** Natural language region descriptions **
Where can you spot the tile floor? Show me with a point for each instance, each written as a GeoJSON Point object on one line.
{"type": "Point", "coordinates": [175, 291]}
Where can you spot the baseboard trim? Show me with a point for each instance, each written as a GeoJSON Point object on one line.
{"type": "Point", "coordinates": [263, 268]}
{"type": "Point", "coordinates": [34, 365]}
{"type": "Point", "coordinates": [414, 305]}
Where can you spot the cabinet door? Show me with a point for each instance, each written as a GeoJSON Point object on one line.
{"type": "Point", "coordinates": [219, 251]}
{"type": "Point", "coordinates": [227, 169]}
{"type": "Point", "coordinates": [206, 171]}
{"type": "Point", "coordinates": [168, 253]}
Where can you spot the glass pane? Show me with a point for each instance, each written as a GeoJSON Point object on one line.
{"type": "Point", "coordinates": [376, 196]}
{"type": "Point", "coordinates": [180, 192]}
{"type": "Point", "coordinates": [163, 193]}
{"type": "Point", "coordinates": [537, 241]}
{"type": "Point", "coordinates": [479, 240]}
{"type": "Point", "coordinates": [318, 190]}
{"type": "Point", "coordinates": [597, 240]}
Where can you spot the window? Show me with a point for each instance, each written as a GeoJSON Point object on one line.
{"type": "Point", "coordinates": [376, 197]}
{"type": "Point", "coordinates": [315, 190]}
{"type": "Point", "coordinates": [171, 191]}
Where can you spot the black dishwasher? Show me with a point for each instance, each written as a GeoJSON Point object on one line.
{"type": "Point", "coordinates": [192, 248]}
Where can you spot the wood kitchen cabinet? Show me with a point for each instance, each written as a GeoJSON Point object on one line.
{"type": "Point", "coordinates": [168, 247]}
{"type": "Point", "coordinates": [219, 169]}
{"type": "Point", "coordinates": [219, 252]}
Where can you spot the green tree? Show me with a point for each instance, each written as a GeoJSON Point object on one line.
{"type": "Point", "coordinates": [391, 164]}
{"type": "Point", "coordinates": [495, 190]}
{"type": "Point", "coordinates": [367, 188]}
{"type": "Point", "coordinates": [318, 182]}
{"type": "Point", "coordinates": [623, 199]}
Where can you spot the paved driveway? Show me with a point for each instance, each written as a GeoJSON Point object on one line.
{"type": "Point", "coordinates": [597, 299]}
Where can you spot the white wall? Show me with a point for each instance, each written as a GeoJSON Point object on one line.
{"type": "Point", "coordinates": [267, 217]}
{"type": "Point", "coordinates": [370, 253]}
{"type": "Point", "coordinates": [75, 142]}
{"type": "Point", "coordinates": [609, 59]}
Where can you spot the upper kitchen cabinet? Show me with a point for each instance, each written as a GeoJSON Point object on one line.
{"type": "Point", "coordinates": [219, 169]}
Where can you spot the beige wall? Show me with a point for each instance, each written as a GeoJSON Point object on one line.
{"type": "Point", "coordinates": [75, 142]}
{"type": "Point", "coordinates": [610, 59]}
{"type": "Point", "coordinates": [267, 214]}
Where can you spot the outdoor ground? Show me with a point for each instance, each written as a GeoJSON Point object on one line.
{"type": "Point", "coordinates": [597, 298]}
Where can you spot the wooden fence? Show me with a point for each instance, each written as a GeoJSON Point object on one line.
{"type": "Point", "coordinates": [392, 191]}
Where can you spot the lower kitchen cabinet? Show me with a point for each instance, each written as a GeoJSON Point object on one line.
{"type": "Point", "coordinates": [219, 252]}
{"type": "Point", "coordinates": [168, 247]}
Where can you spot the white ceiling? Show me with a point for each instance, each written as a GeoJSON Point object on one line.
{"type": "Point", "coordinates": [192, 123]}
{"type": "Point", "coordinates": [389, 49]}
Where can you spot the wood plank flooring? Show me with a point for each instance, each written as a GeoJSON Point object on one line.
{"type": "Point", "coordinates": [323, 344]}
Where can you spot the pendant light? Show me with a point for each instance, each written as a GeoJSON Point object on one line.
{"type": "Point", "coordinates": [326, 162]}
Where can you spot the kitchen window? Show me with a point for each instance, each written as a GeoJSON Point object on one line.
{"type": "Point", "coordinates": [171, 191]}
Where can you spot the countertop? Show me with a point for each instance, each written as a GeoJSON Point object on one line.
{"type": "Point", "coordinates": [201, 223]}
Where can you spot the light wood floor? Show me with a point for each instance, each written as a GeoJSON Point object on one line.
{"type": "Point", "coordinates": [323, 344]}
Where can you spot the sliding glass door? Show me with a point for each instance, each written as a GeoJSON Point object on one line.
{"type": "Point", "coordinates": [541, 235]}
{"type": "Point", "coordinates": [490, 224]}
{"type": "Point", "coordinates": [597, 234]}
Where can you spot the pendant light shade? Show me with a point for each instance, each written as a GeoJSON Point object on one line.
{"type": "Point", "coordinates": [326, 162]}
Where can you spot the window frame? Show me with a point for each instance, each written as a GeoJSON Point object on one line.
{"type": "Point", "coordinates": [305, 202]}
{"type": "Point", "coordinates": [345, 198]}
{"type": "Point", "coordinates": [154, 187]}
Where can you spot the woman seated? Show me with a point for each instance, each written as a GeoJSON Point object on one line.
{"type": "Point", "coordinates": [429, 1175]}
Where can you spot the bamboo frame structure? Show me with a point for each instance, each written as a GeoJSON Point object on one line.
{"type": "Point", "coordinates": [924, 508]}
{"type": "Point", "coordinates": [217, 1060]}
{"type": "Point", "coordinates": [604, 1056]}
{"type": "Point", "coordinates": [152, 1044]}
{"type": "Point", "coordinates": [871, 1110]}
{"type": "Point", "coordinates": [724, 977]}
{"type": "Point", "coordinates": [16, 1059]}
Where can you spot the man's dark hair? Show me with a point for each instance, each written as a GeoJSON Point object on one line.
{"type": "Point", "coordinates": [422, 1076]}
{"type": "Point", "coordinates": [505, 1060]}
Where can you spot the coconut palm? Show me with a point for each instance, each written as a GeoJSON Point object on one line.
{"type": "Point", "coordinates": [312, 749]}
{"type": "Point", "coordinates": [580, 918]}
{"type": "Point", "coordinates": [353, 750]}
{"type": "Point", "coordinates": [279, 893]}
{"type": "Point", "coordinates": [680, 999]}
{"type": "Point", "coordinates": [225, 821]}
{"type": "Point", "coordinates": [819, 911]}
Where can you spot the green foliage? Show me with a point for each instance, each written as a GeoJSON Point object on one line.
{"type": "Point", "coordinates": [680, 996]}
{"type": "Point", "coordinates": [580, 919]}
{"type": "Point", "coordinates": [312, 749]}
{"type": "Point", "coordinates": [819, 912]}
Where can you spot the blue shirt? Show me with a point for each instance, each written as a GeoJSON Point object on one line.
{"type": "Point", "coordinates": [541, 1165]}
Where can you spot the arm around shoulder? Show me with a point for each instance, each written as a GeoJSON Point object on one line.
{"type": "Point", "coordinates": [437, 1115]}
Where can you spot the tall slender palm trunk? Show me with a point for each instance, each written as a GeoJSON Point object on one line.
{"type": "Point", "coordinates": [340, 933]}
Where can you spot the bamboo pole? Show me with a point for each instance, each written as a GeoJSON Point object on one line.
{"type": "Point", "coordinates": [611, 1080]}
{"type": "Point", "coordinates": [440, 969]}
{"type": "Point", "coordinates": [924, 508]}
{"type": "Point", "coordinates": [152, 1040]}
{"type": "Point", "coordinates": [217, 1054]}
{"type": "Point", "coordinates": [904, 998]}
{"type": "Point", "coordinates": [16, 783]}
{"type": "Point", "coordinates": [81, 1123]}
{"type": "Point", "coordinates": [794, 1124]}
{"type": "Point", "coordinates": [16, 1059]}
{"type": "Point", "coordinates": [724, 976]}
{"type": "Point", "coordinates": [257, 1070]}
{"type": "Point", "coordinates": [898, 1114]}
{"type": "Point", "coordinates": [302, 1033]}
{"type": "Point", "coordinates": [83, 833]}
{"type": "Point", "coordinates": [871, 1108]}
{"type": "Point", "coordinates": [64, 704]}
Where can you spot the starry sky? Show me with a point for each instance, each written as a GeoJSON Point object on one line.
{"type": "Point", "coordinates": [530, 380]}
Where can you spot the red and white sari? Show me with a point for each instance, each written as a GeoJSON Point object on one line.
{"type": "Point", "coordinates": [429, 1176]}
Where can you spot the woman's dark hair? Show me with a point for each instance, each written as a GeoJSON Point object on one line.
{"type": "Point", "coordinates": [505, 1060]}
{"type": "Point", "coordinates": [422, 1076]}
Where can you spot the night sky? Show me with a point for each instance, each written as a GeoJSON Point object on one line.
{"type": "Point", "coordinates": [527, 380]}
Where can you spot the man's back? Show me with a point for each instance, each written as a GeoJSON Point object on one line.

** Your instructions **
Each line from the one that contains "Where can you spot the red" through the end of the records must be repeated exactly. No other line belongs in the answer.

** Response to this exercise **
Where can you spot the red and white sari? Show me with a point for each instance, each written as a GeoJSON Point object on one line.
{"type": "Point", "coordinates": [429, 1176]}
Where can you spot the woman's dark hair? Show me with a point for each instance, each written as a GeoJSON Point object on one line.
{"type": "Point", "coordinates": [505, 1060]}
{"type": "Point", "coordinates": [422, 1076]}
Where can you spot the night sky? Show me with a point for each instance, each written as a GeoJSON Point object on one line.
{"type": "Point", "coordinates": [527, 380]}
Where can you spot the man's back? Show me with a point for each instance, each written as a GeoJSON Point object on one line.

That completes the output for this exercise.